━━ Fragmento seleccionado
Cuando se fundó la Preparatoria de San Javier allá por 1964, los Hermanos Maristas buscaron y lograron su incorporación a la UAQ en tiempos en que la efervescencia universitaria vivía su gran reacomodo con la renuncia del rector Fernando Díaz Ramírez, el arribo del licenciado Alberto Macedo y el posterior mandato del rector Hugo Gutiérrez Vega.
En San Javier se contrató, para completar el plantel docente, a algunos dedicados maestros universitarios entre los que se encontraban el magistrado José María Esquivel para Derecho Positivo, el químico –después concluiría también la carrera de Derecho- Rafael Guerra Malo, en Matemáticas; y Guillermo Herbert, también químico quien daría dicha materia.
La apertura de la nueva escuela, primera preparatoria aparte de la de la UAQ, marcó los nuevos tiempos que se vivían en un Querétaro que iniciaba su incontenible proceso de modernización con nuevas fábricas, con nuevos caminos y carreteras, con la impredecible ampliación de la mancha urbana y con un impulso federal del que había adolecido durante decenas de años.
Los tres nuevos maestros que rompían con el esquema de la totalidad de docentes maristas, fueron ejemplo de tenacidad, disciplina y constancia. Simplemente no faltaban; preparaban sus clases con rigor y tenían muy claro el objetivo de la formación integral de sus escasos trece alumnos.
Fue ahí como conocí a Guillermo “Billy” Herbert.
Lo recuerdo como un maestro accesible, simpático, cercano que no se las daba de sabio, ni se ufanaba de sus estudios en el extranjero –Gran Bretaña-, ni caía en el narcisista escollo de bocabajear a sus alumnos.
Lo distinguían su alegría, su sentido del humor y su llaneza.
En sus clases, aparte de abordar la materia central, abría el espléndido abanico de sus experiencias como la de su cercanía a ser padre, como sus idas al Palacio de Bellas Artes con un grupo de amigos para disfrutar las temporadas de ópera, o como los empeños familiares por atender la entonces única fábrica de hielo de Querétaro, la de San Antonio.
Con ese bagaje, se hizo querer, tanto por sus alumnos como por sus compañeros maestros y la comunidad marista en general.
Lo volví a ver años después. Lo fui a buscar a la fábrica de hielo cuando años de confusión me hicieron buscar a “alguien” que me pudiera dar un consejo.
Lo recuerdo bien, en la oscura fábrica pregunté por él, alguien subió una escalera a comentarle del intruso y de inmediato bajó.
Recuerdo con gracia que cuando un señor “ya grande” subió las escaleras me dijo “ese gringo es mi papá”, y después me lo presentó.
También que tras la larga charla me llevó por un recorrido a la fábrica para que conociera cómo se trabajaba y “hacía” el hielo en base a serpentines enfriadores por los que corría el amoniaco.
━━━━
━━ Listado
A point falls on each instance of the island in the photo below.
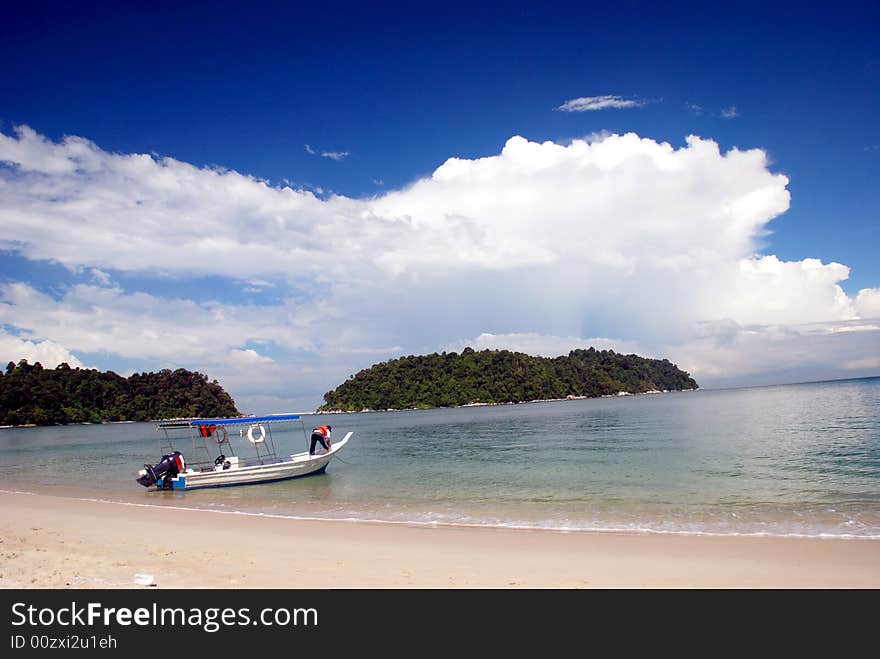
(33, 395)
(450, 379)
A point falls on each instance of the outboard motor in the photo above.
(170, 465)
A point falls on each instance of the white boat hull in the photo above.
(294, 466)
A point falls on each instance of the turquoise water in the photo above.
(784, 460)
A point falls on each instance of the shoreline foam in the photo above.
(57, 542)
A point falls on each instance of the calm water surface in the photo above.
(785, 460)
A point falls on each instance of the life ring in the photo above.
(220, 435)
(259, 439)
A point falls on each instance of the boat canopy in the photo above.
(237, 421)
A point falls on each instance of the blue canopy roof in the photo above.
(243, 421)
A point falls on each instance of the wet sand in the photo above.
(58, 542)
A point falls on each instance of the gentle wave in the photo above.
(634, 529)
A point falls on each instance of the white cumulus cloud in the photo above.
(658, 248)
(48, 353)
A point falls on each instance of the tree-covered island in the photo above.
(31, 394)
(501, 376)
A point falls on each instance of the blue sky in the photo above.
(356, 103)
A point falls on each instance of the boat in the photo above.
(210, 459)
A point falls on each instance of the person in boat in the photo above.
(320, 434)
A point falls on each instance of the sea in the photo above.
(791, 460)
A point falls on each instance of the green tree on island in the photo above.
(31, 394)
(501, 376)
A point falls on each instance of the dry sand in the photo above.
(57, 542)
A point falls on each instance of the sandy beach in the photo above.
(56, 542)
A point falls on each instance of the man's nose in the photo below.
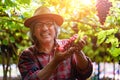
(45, 27)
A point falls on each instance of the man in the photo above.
(43, 61)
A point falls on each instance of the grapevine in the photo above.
(103, 7)
(71, 42)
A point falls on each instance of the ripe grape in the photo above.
(71, 43)
(103, 7)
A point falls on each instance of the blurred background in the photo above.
(98, 19)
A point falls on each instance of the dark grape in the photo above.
(103, 7)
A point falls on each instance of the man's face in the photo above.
(44, 30)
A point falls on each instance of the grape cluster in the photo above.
(71, 42)
(103, 7)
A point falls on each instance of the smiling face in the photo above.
(44, 30)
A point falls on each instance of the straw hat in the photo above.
(43, 12)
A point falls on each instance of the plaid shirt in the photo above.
(31, 61)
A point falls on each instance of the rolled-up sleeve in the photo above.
(27, 67)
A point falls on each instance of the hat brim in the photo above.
(57, 18)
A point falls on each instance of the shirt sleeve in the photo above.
(82, 74)
(27, 67)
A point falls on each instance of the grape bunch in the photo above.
(103, 7)
(71, 42)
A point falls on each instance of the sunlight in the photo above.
(86, 2)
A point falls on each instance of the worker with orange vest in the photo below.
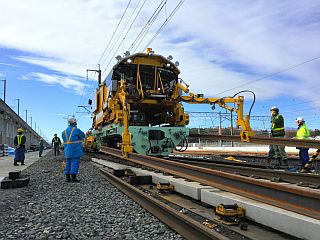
(19, 143)
(277, 131)
(302, 133)
(73, 150)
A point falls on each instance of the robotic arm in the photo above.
(242, 120)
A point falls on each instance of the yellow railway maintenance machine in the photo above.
(138, 106)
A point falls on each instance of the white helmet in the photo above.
(274, 109)
(301, 119)
(72, 121)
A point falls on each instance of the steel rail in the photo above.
(287, 196)
(253, 171)
(262, 140)
(185, 226)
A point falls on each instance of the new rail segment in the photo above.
(294, 198)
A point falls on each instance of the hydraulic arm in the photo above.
(243, 121)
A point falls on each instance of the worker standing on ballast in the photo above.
(19, 143)
(73, 150)
(277, 131)
(41, 147)
(56, 142)
(302, 133)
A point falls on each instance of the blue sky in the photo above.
(46, 47)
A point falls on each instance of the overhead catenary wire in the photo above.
(92, 75)
(147, 26)
(165, 22)
(125, 35)
(110, 55)
(270, 75)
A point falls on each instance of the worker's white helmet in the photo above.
(72, 121)
(274, 109)
(301, 119)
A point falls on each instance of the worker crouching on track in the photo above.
(56, 142)
(73, 150)
(302, 133)
(277, 131)
(19, 143)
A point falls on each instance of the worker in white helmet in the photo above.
(302, 133)
(73, 150)
(277, 131)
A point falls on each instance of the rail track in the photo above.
(254, 171)
(261, 140)
(185, 226)
(284, 195)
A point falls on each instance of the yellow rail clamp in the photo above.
(165, 186)
(230, 214)
(129, 172)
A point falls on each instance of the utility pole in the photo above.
(4, 89)
(231, 125)
(220, 142)
(96, 70)
(18, 99)
(26, 116)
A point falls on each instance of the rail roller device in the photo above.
(138, 107)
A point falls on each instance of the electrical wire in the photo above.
(138, 40)
(92, 75)
(125, 34)
(165, 22)
(119, 36)
(270, 75)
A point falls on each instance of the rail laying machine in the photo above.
(139, 106)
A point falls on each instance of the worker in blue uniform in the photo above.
(19, 143)
(73, 150)
(56, 142)
(302, 133)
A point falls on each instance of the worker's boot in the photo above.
(74, 178)
(285, 162)
(68, 178)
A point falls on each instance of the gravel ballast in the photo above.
(50, 208)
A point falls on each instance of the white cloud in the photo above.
(219, 44)
(65, 82)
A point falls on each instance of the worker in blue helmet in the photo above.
(73, 150)
(19, 143)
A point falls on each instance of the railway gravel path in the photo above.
(50, 208)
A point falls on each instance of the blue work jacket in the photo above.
(72, 138)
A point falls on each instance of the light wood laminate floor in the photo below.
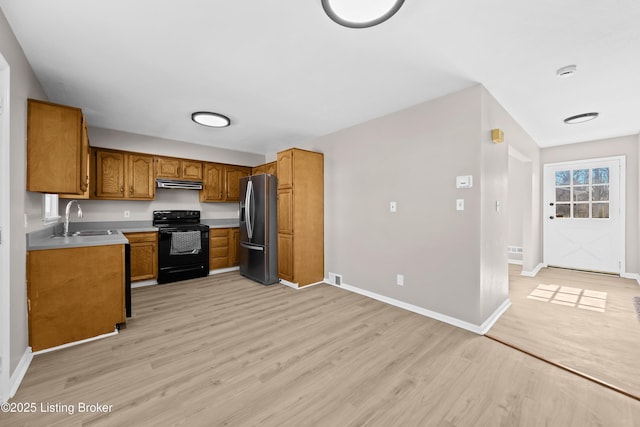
(227, 351)
(584, 321)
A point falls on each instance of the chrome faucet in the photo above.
(66, 215)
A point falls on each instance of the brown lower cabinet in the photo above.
(74, 294)
(144, 255)
(224, 248)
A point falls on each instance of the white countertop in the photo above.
(50, 237)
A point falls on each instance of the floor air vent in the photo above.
(335, 279)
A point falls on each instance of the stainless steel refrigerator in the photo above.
(259, 228)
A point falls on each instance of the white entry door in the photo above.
(584, 215)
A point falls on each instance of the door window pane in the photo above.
(600, 193)
(600, 176)
(581, 176)
(563, 210)
(600, 210)
(563, 177)
(581, 194)
(581, 210)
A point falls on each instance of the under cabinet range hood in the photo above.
(179, 184)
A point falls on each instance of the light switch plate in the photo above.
(464, 181)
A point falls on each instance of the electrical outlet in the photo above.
(335, 279)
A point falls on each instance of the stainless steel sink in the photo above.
(93, 233)
(87, 233)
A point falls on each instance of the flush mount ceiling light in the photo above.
(567, 71)
(580, 118)
(207, 118)
(360, 13)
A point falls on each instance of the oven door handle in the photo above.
(247, 209)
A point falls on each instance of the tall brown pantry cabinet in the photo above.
(301, 216)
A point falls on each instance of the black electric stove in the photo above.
(183, 245)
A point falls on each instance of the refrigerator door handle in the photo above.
(247, 204)
(252, 247)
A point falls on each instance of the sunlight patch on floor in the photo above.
(570, 297)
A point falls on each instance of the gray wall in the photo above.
(23, 85)
(627, 146)
(108, 210)
(454, 262)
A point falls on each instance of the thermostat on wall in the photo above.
(465, 181)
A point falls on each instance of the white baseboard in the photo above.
(73, 344)
(20, 372)
(633, 276)
(478, 329)
(534, 272)
(223, 270)
(143, 283)
(488, 324)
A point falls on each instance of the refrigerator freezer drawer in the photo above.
(259, 263)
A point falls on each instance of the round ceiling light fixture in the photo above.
(580, 118)
(207, 118)
(567, 71)
(360, 13)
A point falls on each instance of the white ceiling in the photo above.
(285, 73)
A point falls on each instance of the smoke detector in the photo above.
(565, 72)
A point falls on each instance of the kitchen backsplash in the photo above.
(114, 210)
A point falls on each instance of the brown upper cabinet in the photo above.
(233, 174)
(172, 168)
(222, 182)
(123, 175)
(57, 148)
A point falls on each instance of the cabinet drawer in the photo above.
(218, 252)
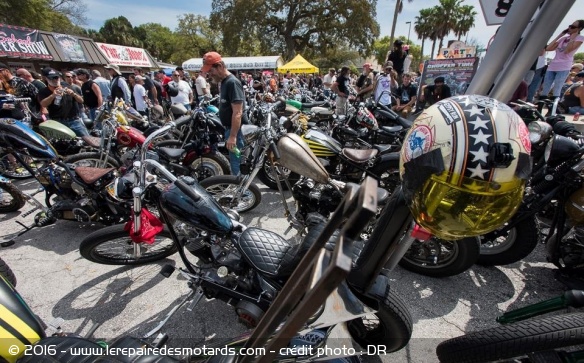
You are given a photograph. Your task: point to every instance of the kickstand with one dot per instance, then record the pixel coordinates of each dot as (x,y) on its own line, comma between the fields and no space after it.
(196,297)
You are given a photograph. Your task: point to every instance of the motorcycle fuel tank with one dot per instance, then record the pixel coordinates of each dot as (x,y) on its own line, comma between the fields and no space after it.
(298,157)
(204,214)
(15,134)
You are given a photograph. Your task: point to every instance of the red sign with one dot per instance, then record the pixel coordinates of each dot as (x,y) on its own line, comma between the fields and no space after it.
(125,56)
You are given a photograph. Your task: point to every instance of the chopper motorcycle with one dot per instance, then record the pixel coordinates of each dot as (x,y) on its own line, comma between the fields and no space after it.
(246,267)
(71,193)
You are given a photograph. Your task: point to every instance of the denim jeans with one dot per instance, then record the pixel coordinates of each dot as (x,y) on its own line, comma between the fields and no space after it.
(233,159)
(534,85)
(555,78)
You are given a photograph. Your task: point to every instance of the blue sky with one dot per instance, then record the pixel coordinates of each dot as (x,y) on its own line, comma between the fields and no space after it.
(166,13)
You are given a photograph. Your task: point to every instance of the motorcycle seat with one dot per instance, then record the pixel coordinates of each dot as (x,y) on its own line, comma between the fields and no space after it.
(359,155)
(170,153)
(90,175)
(267,251)
(91,351)
(392,129)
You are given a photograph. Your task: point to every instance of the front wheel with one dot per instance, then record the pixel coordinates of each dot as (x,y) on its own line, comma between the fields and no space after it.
(513,246)
(224,190)
(440,258)
(514,340)
(391,326)
(93,160)
(11,198)
(113,246)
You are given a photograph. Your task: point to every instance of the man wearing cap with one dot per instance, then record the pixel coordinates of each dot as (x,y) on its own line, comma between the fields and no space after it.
(61,102)
(92,98)
(118,85)
(365,82)
(232,99)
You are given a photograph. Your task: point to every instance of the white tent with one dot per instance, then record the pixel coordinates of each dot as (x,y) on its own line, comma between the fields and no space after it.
(267,62)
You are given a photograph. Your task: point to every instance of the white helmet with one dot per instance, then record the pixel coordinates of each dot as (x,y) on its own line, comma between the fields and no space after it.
(464,164)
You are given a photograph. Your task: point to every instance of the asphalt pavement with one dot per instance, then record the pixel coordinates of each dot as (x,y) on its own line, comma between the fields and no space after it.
(56,281)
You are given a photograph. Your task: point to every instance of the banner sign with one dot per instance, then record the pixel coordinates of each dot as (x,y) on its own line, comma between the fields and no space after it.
(457,73)
(71,48)
(125,56)
(19,42)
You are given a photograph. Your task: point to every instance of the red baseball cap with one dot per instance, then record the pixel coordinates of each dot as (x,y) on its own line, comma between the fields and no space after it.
(210,59)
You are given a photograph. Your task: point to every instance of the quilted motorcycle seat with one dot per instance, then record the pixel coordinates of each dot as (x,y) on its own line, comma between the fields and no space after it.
(63,352)
(264,250)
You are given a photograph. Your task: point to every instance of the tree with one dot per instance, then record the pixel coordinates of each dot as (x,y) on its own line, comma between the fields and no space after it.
(119,31)
(311,27)
(399,5)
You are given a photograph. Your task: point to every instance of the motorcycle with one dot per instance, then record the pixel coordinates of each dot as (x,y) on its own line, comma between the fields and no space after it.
(71,193)
(247,267)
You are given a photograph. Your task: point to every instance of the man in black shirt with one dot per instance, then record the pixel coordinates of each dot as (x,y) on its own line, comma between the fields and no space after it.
(61,102)
(232,99)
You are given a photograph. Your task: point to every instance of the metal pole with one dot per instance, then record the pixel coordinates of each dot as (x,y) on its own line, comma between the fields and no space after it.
(502,46)
(541,30)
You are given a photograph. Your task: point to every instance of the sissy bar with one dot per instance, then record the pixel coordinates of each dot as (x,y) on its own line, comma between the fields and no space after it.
(299,299)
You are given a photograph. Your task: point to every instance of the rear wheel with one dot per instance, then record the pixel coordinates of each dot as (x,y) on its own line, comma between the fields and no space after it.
(440,258)
(391,326)
(224,189)
(113,246)
(514,340)
(11,198)
(93,160)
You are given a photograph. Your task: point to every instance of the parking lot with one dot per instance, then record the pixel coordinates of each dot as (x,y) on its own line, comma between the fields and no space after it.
(57,282)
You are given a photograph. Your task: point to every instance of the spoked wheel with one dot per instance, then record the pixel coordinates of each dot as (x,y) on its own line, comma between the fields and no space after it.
(224,189)
(11,168)
(511,246)
(266,176)
(515,340)
(113,246)
(390,326)
(11,198)
(440,258)
(93,160)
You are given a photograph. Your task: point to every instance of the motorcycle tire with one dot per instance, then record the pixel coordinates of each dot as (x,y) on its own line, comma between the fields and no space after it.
(15,172)
(514,340)
(14,199)
(212,164)
(7,273)
(393,329)
(461,256)
(515,246)
(388,174)
(91,159)
(266,177)
(91,248)
(222,188)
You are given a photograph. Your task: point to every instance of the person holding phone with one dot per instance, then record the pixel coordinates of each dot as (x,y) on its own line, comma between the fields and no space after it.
(565,45)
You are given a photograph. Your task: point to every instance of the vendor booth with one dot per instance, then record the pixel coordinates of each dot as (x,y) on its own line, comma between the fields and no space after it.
(298,65)
(239,63)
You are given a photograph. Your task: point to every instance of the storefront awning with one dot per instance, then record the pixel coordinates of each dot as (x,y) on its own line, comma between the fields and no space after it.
(127,56)
(265,62)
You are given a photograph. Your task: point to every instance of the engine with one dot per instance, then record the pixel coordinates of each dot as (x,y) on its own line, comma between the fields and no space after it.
(313,197)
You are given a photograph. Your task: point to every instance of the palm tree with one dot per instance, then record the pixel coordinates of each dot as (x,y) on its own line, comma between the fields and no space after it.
(423,26)
(399,5)
(465,20)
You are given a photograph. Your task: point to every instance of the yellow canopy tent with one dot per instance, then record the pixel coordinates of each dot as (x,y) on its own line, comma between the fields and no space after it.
(298,65)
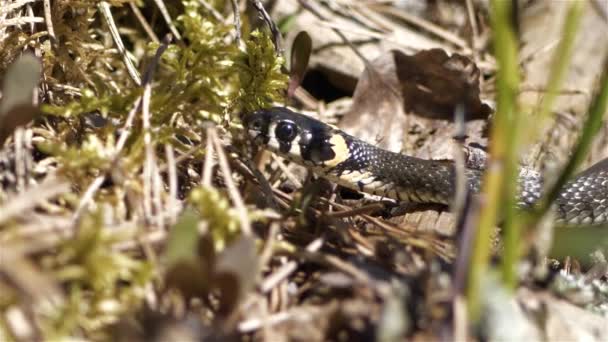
━━━━
● Objetivo
Enumera lo que, según el fragmento seleccionado, acompañaba el proceso de modernización que iniciaba Querétaro.

● Respuesta
- Nuevas fábricas
- Nuevos caminos y carreteras
- La impredecible ampliación de la mancha urbana
- Un impulso federal del que había adolecido durante decenas de años